DOCUMENT SEGMENT:

[Start of Attachment]

Some Random Thoughts on Combating Strategy- What should be the strategy to deal with this new form of warfare. There is a need to develop capacity in terms of robust health infrastructure (Hospitals, beds, isolation centres, testing & tracing and equipment), doctors, nursing staff & other health workers, better surveillance system to anticipate onset of attack (related capability to assess the degree of damage the vector is likely to cause), Industrial capacity to provide indigenous equipment support, research and development to prepare in advance for the likely attack and capability to respond to such attacks without damage to life and property. Some other enabling factors to deal with the biological war are as follows:-
- One of the important element of the response strategy which can fetch rich dividends will be generating awareness among the common citizens to know the early manifestations of the problems so that they can communicate to concerned authorities and the local administration should develop Standard Operating Procedures (SOPs) to initiate action Suo moto. In this connection it is important to ensure that rumour mongering and hoarding of vital medicines and other related materials be made a cognizable offence so that artificial scarcity is not allowed to happen.
- Although in case of India the Disaster management (DM) Act -2005, once invoked gives powers to Home Secretary as the Chairman of national Executive Council extra ordinary powers to deal with executives on ground to deal with the Pandemic besides using Disaster Relief Fund. There is another law, namely 1897 Epidemic disease s Act (Sec-2, Sec-2A, Sec-3 and Sec-4), which empowers the Central Govt to issue the advisory and helps the State Govts to deal with the epidemic. However this law is quite out dated. Also DM Act-2005 also needs to be reviewed in view of the extra ordinary situation on account of Pandemic.
- One of the areas which needs immediate attention is the capability of the National Disaster Response Force (NDRF) to deal with Bio Warfare. With its present organisation its capability in responding to a biological attack is quite limited and it needs to be built up comprehensively in terms of early warning, medical support and response &relief.
- Yet another enabling factor is hygiene and sanitation. Good hygiene and sanitation can help to attenuate the impact of the vector.
Therefore it can be concluded that the Biological War poses an enormous challenge to the National Security and an all-out effort is needed to prepare to face this challenge and thereafter successfully defeat it..
Author – Maj Gen AK Chaturvedi, AVSM, VSM (Retd) is a retired Indian Army General Officer who has served in Jammu & Kashmir, NE, Andman Nikobar on various appointments at Command and Army HQs. . He is Vice Chairman of Think Tank, “STRIVE”, after retirement is pursuing his favorite hobby of writing for newspapers, journals, and think tanks.
Disclaimer: The views expressed are those of the author and do not necessarily represent the views of the organisation that he belongs to or of the STRIVE.

[End of Attachment]

Dataset items:
[Start of Attachment]

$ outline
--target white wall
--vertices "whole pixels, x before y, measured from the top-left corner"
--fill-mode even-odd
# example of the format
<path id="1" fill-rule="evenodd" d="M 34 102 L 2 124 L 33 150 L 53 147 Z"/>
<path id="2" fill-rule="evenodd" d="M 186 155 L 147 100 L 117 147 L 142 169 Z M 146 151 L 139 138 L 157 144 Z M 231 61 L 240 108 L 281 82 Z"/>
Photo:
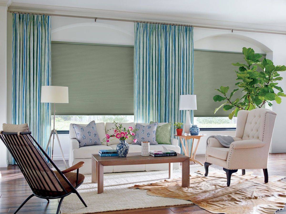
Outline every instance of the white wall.
<path id="1" fill-rule="evenodd" d="M 9 17 L 11 18 L 11 16 L 8 16 L 8 19 Z M 95 22 L 93 19 L 57 17 L 52 17 L 51 21 L 52 41 L 127 45 L 134 44 L 132 23 L 108 20 L 97 20 Z M 286 65 L 285 54 L 286 36 L 239 31 L 231 33 L 226 30 L 195 28 L 194 36 L 194 47 L 196 49 L 241 52 L 243 47 L 251 47 L 256 52 L 266 53 L 267 57 L 273 60 L 275 65 Z M 9 63 L 8 66 L 8 70 L 11 72 Z M 281 72 L 281 75 L 284 79 L 281 81 L 280 86 L 286 90 L 286 72 Z M 10 83 L 8 83 L 9 85 Z M 282 100 L 282 103 L 279 105 L 274 101 L 272 108 L 277 113 L 271 151 L 272 152 L 286 152 L 286 138 L 283 133 L 286 131 L 285 110 L 286 98 L 283 97 Z M 9 117 L 8 119 L 9 121 Z M 208 136 L 218 134 L 233 136 L 235 132 L 202 133 L 207 136 L 201 139 L 198 154 L 204 153 L 205 143 Z M 60 135 L 59 137 L 67 159 L 69 149 L 69 135 Z M 57 147 L 56 140 L 55 143 L 54 159 L 60 159 L 61 156 Z"/>

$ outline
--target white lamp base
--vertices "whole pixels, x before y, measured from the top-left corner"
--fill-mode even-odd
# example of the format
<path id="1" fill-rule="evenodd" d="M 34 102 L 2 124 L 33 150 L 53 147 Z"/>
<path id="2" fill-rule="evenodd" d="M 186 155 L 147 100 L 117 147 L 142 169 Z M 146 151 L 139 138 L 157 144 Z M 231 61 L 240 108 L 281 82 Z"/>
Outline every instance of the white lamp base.
<path id="1" fill-rule="evenodd" d="M 190 129 L 192 127 L 192 123 L 190 119 L 190 111 L 187 111 L 186 112 L 186 122 L 184 125 L 184 130 L 185 133 L 190 133 Z"/>

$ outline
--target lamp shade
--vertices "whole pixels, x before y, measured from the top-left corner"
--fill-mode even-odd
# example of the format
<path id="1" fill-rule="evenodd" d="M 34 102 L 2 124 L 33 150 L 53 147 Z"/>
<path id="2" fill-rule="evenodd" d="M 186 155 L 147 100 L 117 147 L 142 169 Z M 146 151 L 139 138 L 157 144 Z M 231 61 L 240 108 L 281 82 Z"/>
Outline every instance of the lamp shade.
<path id="1" fill-rule="evenodd" d="M 196 110 L 196 96 L 180 95 L 180 110 Z"/>
<path id="2" fill-rule="evenodd" d="M 42 86 L 41 102 L 68 103 L 68 87 L 50 85 Z"/>

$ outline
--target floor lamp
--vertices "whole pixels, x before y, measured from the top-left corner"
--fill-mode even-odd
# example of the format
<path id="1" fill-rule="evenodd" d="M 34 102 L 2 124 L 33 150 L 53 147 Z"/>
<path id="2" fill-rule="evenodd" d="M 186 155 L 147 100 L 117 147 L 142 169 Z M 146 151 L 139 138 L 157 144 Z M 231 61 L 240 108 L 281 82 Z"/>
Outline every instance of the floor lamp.
<path id="1" fill-rule="evenodd" d="M 49 139 L 46 148 L 46 152 L 47 152 L 49 148 L 49 146 L 51 142 L 51 139 L 53 136 L 53 144 L 52 147 L 51 159 L 53 160 L 53 155 L 54 142 L 55 140 L 55 135 L 57 139 L 57 142 L 59 146 L 59 149 L 61 153 L 61 156 L 65 163 L 65 168 L 67 168 L 67 164 L 65 163 L 65 158 L 63 156 L 63 153 L 61 149 L 61 143 L 59 142 L 59 139 L 57 135 L 57 130 L 55 129 L 55 104 L 56 103 L 68 103 L 69 92 L 68 87 L 65 86 L 42 86 L 41 97 L 41 103 L 51 103 L 54 104 L 54 118 L 53 128 L 51 132 L 50 137 Z"/>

[End of Attachment]

TRY IT: From the biological warfare text above, set down everything from "- One of the areas" down to "of the vector." word for word.

EXPECTED OUTPUT:
- One of the areas which needs immediate attention is the capability of the National Disaster Response Force (NDRF) to deal with Bio Warfare. With its present organisation its capability in responding to a biological attack is quite limited and it needs to be built up comprehensively in terms of early warning, medical support and response &relief.
- Yet another enabling factor is hygiene and sanitation. Good hygiene and sanitation can help to attenuate the impact of the vector.